[Stored items from a collection]
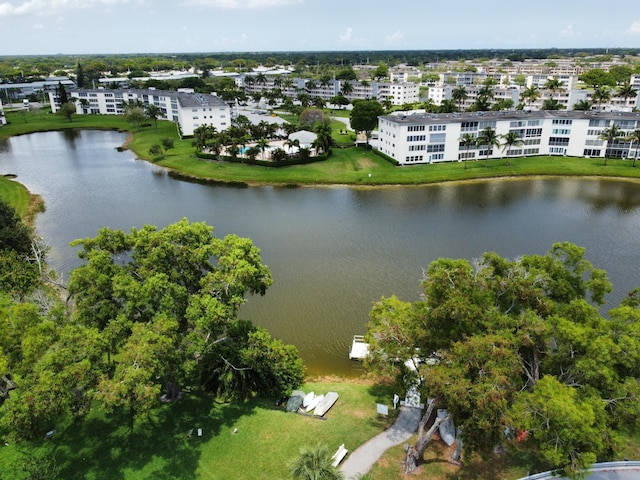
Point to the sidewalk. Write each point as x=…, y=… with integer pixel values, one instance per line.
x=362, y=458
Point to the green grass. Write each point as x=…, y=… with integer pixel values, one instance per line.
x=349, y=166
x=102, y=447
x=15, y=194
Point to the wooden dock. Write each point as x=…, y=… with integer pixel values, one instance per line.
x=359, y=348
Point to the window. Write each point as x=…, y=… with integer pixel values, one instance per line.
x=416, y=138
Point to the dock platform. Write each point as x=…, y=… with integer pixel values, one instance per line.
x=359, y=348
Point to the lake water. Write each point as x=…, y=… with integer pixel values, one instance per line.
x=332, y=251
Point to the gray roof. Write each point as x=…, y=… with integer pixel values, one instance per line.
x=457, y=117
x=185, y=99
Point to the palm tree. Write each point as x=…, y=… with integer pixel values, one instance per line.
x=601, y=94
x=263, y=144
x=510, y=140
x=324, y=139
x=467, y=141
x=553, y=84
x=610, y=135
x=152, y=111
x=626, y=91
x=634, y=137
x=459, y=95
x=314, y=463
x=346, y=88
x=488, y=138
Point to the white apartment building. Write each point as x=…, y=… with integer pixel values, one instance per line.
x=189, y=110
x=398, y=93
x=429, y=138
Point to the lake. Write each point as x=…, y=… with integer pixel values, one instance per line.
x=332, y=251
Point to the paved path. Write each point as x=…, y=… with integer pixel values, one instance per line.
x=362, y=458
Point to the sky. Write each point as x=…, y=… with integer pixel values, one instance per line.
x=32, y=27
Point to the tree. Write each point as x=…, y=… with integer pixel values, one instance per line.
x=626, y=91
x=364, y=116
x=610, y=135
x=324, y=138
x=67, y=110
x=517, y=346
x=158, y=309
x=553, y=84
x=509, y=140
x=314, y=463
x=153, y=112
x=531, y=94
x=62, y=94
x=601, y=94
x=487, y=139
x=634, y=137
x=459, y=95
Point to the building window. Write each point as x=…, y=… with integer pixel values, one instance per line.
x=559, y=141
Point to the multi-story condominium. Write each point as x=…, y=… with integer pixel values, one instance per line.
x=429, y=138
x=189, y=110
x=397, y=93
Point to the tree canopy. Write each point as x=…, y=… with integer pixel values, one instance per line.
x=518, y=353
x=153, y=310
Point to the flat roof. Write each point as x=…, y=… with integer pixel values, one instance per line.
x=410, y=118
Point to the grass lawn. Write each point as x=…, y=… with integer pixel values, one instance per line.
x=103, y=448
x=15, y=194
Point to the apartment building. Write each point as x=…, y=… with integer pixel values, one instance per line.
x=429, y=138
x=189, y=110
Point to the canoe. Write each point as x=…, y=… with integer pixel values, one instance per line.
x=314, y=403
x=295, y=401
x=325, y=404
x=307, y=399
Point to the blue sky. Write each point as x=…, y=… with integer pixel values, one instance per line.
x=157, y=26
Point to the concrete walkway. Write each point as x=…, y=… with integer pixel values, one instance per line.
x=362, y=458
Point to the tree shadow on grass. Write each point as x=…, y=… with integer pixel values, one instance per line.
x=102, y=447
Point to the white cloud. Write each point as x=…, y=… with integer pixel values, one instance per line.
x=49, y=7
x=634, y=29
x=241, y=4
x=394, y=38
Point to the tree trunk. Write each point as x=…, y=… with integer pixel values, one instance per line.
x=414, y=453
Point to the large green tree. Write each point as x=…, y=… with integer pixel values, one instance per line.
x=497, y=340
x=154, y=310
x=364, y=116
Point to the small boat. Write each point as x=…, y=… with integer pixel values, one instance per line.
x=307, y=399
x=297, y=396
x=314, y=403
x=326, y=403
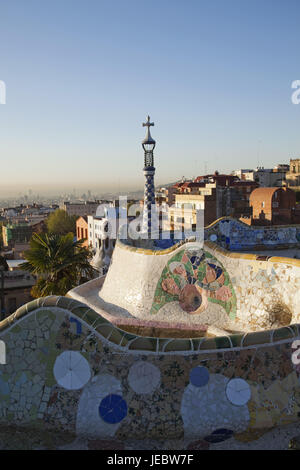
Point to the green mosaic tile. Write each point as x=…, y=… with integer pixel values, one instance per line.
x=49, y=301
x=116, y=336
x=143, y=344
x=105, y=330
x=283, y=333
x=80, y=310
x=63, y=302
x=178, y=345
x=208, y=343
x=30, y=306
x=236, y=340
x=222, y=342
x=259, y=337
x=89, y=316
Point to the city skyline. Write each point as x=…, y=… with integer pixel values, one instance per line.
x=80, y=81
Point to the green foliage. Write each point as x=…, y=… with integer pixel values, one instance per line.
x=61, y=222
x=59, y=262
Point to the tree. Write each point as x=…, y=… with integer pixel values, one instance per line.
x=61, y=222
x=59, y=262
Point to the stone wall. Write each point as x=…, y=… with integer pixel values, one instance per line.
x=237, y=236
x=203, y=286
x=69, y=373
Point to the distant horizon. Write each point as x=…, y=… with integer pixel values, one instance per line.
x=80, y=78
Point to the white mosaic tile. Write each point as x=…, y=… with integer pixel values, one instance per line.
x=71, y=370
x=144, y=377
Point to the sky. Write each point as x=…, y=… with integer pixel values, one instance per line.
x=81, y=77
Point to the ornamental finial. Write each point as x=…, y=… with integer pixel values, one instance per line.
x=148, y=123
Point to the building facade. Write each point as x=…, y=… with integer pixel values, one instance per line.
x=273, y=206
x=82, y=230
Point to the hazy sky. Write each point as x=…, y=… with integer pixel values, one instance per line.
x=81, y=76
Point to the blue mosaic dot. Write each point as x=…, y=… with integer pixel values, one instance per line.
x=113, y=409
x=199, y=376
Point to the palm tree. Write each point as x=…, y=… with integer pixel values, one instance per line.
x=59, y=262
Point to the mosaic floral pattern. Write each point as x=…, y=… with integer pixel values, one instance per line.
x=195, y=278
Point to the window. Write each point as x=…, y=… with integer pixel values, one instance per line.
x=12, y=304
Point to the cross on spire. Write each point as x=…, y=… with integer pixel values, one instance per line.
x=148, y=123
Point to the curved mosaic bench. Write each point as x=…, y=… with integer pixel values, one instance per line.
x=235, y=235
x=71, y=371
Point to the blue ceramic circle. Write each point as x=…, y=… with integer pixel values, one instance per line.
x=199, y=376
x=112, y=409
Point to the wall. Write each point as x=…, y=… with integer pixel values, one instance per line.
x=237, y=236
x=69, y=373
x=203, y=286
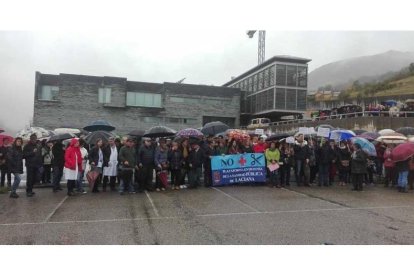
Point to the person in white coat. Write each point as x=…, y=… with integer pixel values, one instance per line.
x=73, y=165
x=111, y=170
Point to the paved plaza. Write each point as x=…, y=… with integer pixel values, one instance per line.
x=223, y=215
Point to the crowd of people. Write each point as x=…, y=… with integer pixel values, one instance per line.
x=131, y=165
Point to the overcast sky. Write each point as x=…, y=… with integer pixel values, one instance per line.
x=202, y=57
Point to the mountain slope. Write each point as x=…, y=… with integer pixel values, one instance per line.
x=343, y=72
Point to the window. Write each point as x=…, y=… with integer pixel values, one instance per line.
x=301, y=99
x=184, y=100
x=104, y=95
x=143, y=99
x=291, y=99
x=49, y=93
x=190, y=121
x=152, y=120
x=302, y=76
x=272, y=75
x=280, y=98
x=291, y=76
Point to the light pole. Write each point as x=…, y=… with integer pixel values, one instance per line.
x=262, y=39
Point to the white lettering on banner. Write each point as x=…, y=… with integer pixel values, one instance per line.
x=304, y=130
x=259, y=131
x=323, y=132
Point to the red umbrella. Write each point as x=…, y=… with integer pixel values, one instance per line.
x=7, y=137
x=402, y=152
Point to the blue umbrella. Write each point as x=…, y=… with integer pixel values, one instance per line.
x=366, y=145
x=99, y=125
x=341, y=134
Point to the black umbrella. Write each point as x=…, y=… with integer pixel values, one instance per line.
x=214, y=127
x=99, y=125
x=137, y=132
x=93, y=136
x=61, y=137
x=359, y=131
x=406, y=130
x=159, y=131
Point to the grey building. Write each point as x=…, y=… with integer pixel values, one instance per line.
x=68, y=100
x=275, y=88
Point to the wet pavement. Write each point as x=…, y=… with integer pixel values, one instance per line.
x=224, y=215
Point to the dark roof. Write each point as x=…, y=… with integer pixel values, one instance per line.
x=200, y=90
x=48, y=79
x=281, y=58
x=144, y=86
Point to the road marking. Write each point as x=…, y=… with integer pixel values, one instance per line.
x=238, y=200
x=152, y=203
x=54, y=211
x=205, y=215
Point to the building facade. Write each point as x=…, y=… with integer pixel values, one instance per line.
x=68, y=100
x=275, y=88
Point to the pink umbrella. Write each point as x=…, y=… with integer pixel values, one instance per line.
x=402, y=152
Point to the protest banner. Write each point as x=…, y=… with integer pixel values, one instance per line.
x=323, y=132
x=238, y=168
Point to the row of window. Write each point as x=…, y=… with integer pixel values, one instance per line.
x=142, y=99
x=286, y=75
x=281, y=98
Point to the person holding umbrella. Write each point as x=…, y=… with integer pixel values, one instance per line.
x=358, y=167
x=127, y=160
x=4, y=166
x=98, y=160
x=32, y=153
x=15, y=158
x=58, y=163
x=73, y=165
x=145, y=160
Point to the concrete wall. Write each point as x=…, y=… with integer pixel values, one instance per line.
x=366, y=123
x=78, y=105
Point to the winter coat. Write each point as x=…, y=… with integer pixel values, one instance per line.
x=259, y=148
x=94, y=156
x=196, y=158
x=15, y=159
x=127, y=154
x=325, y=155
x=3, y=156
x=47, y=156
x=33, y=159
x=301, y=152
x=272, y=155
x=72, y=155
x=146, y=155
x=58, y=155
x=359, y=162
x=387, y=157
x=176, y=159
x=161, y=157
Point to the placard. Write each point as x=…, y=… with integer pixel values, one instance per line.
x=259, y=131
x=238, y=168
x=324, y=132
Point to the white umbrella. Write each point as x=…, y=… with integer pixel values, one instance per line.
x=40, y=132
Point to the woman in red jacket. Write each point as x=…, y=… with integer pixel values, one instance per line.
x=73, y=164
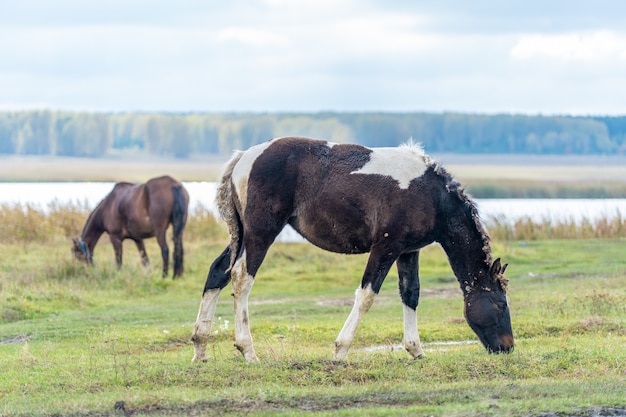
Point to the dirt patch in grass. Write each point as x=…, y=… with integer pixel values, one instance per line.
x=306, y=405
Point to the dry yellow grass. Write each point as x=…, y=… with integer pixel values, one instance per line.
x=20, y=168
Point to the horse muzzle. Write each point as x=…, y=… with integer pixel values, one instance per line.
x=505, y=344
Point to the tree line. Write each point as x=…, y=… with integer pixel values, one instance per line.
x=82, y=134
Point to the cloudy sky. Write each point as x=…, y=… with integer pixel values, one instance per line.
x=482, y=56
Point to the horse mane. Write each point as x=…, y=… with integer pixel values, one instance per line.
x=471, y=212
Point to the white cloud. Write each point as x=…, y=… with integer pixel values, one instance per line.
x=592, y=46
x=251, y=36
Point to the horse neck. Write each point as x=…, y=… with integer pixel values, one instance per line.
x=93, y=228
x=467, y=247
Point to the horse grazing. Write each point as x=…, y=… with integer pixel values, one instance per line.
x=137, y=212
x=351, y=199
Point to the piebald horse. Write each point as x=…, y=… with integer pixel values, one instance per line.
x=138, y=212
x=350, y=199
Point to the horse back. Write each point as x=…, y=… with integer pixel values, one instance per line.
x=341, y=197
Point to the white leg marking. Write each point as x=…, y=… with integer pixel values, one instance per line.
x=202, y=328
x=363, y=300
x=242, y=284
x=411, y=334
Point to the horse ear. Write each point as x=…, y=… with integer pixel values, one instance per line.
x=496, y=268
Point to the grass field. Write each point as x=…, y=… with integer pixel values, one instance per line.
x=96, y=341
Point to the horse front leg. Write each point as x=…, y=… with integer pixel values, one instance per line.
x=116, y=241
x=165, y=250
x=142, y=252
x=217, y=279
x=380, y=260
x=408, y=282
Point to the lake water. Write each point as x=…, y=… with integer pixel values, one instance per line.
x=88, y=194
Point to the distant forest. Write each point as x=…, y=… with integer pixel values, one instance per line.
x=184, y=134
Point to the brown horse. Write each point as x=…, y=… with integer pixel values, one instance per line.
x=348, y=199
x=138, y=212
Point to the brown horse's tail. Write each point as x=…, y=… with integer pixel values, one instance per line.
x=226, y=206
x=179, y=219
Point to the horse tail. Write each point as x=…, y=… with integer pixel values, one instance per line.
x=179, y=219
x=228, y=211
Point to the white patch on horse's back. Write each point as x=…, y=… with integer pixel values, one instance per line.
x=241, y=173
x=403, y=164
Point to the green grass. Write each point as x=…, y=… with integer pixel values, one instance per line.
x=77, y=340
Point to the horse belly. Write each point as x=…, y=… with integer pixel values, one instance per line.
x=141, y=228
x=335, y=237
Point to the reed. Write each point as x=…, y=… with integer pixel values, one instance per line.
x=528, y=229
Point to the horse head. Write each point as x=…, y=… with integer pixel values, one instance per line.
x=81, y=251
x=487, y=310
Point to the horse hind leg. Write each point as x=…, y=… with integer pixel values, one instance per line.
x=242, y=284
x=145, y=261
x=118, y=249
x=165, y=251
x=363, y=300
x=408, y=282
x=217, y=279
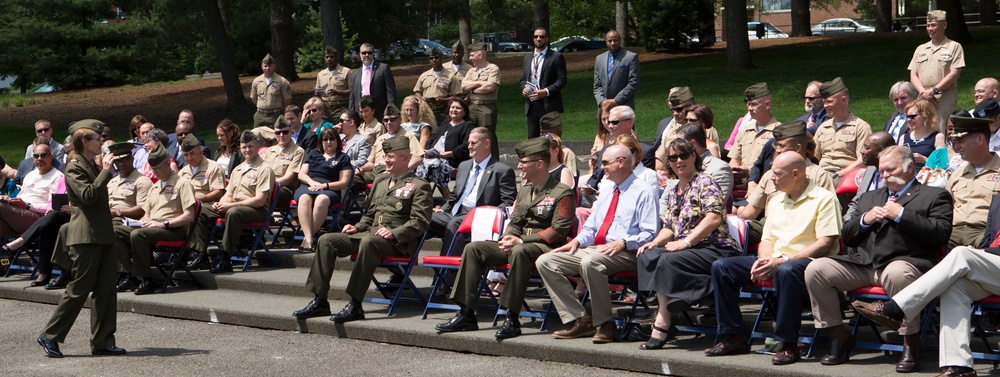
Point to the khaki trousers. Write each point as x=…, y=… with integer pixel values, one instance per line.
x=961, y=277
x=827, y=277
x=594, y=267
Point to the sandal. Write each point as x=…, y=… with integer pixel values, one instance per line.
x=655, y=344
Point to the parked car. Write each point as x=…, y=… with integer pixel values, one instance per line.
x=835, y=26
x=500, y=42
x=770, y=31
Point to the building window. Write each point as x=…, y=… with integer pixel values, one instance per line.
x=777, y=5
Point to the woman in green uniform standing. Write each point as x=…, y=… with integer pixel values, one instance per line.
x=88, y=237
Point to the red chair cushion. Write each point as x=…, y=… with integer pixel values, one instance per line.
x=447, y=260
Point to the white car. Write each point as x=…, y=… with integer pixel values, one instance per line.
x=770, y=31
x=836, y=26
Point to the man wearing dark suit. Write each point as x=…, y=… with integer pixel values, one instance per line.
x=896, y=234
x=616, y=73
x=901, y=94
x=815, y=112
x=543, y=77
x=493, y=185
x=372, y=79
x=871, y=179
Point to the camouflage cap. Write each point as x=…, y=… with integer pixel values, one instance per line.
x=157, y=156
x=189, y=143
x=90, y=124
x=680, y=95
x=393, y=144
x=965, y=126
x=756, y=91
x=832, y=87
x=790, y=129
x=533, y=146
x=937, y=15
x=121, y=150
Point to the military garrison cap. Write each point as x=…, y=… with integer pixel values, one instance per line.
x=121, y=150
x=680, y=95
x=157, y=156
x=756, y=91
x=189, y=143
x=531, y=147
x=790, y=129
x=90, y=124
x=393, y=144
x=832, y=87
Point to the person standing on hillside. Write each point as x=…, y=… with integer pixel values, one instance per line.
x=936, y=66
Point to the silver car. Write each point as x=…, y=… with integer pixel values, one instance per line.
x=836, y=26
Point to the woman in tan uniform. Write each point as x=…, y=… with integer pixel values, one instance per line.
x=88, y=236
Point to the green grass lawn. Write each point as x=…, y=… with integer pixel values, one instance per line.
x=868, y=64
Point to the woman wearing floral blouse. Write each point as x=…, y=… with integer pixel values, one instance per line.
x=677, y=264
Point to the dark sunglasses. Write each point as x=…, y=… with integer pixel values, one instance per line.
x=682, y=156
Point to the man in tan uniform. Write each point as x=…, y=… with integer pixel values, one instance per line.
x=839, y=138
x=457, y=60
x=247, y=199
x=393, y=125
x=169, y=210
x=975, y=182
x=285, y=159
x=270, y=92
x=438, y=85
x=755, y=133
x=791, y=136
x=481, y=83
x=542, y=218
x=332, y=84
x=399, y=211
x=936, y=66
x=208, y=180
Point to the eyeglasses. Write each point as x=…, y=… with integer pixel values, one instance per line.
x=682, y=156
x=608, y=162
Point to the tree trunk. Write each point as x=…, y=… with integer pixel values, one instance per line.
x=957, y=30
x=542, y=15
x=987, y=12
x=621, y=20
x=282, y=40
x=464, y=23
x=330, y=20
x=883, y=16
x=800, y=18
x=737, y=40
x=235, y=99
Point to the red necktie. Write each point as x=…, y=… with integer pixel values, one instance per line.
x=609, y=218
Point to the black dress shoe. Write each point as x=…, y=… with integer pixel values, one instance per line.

## DIRECTIVE
Reproduce the items verbatim, beginning at the line that contains "Point to the silver" and stopping after the line that contains "x=88, y=236".

## TASK ANSWER
Point to the silver car. Write each point as x=…, y=… with integer pixel values, one instance per line.
x=836, y=26
Point to the woman in tan uniform. Write each point as x=…, y=… with integer pixel values, one instance per line.
x=88, y=236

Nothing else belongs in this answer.